-- TEXT BLOCK start --

By Roger McCredie- The “New York Company” that is advising New Belgium Brewing about putting itself up for sale has been identified as Lazard, a 168-year-old financial consulting and asset management firm that is both a pioneer and a giant in its field.
Founded by five French brothers in New Orleans in 1848, Lazard now maintains offices in 43 cities worldwide, with principal executive offices in New York, Paris and London and an international headquarters in Hamilton, Bermuda. Its shares are traded on the New York Stock Exchange and its immediate past CEO is currently serving as Undersecretary of the United States Treasury.
Lazard is the biggest single dealmaker in a bustling brewery market that is suddenly abuzz with mergers and acquisitions as larger companies snap up promising craft brewers who have come of age during the “yuppie renaissance” of the past 20 years.
Last month Reuters News Agency broke the news that Fort Collins, CO-based New Belgium, which has spent two and a half years and millions of dollars making Asheville its East Coast headquarters, was exploring the possibility of selling up. In its original report, Reuters even named Lazard as the consultant New Belgium was working with.
One of Lazard’s principal clients is Anheuser-Busch InBev, and the firm presently is helping broker a merger between the Budweiser manufacturer and another beer behemoth, SABMiller. That deal alone is estimated to be worth $100 billion. And just before Christmas Anheuser-Busch, which is said to be “in buying mode” snapped up Breckenridge, another Colorado brewery. The same week, A-B it also bought out London’s Camden Town Brewery.
But Lazard’s identity and the implications of New Belgium’s hiring it were mostly ignored in trickle-down reportage and New Belgium immediately issued a pre-emptive statement saying no sale was planned and the brewery was doing nothing more than acting in its employee-shareholders’ best interests by keeping an eye on the market. “There is no deal pending at this time,” New Belgium co-founder and board chairman Kim Jordan stated flatly.
But the mere suggestion that the thought of selling out might cross New Belgium’s mind has been enough to set off seismic reactions in Asheville.

-- TEXT BLOCK end --
-- INFORMATION SHOWN start --

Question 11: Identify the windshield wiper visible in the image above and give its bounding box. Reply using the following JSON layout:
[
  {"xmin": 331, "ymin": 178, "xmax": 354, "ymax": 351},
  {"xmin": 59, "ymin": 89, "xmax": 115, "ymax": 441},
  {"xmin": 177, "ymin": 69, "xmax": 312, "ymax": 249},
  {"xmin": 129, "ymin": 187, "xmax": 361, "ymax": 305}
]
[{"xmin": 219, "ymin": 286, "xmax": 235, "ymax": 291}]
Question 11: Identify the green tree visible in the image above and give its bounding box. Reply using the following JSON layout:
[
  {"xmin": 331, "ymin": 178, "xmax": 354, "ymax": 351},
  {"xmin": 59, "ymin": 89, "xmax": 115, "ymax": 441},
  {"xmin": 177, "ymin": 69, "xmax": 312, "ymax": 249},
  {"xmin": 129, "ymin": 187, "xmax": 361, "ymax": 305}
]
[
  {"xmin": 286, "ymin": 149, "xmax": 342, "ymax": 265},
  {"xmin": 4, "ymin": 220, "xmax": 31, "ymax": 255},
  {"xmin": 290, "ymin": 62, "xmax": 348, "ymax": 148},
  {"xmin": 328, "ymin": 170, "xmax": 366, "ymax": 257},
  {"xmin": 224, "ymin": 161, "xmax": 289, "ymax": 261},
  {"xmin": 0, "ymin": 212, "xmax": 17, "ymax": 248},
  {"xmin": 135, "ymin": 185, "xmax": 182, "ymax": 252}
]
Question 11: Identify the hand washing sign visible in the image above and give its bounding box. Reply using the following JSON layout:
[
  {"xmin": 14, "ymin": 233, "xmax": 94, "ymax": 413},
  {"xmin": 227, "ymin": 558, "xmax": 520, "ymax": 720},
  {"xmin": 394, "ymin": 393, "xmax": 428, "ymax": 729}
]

-- INFORMATION SHOWN end --

PROBLEMS:
1) According to the New Belgium article, in what year was Lazard founded?
2) Name every city that the New Belgium article mentions.
3) Rewrite everything from "Last month Reuters" down to "was working with." in the New Belgium article, putting "adviser" in place of "consultant".

RESPONSES BY TASK:
1) 1848

2) New Orleans, New York, Paris, London, Hamilton, Fort Collins, Asheville

3)
Last month Reuters News Agency broke the news that Fort Collins, CO-based New Belgium, which has spent two and a half years and millions of dollars making Asheville its East Coast headquarters, was exploring the possibility of selling up. In its original report, Reuters even named Lazard as the adviser New Belgium was working with.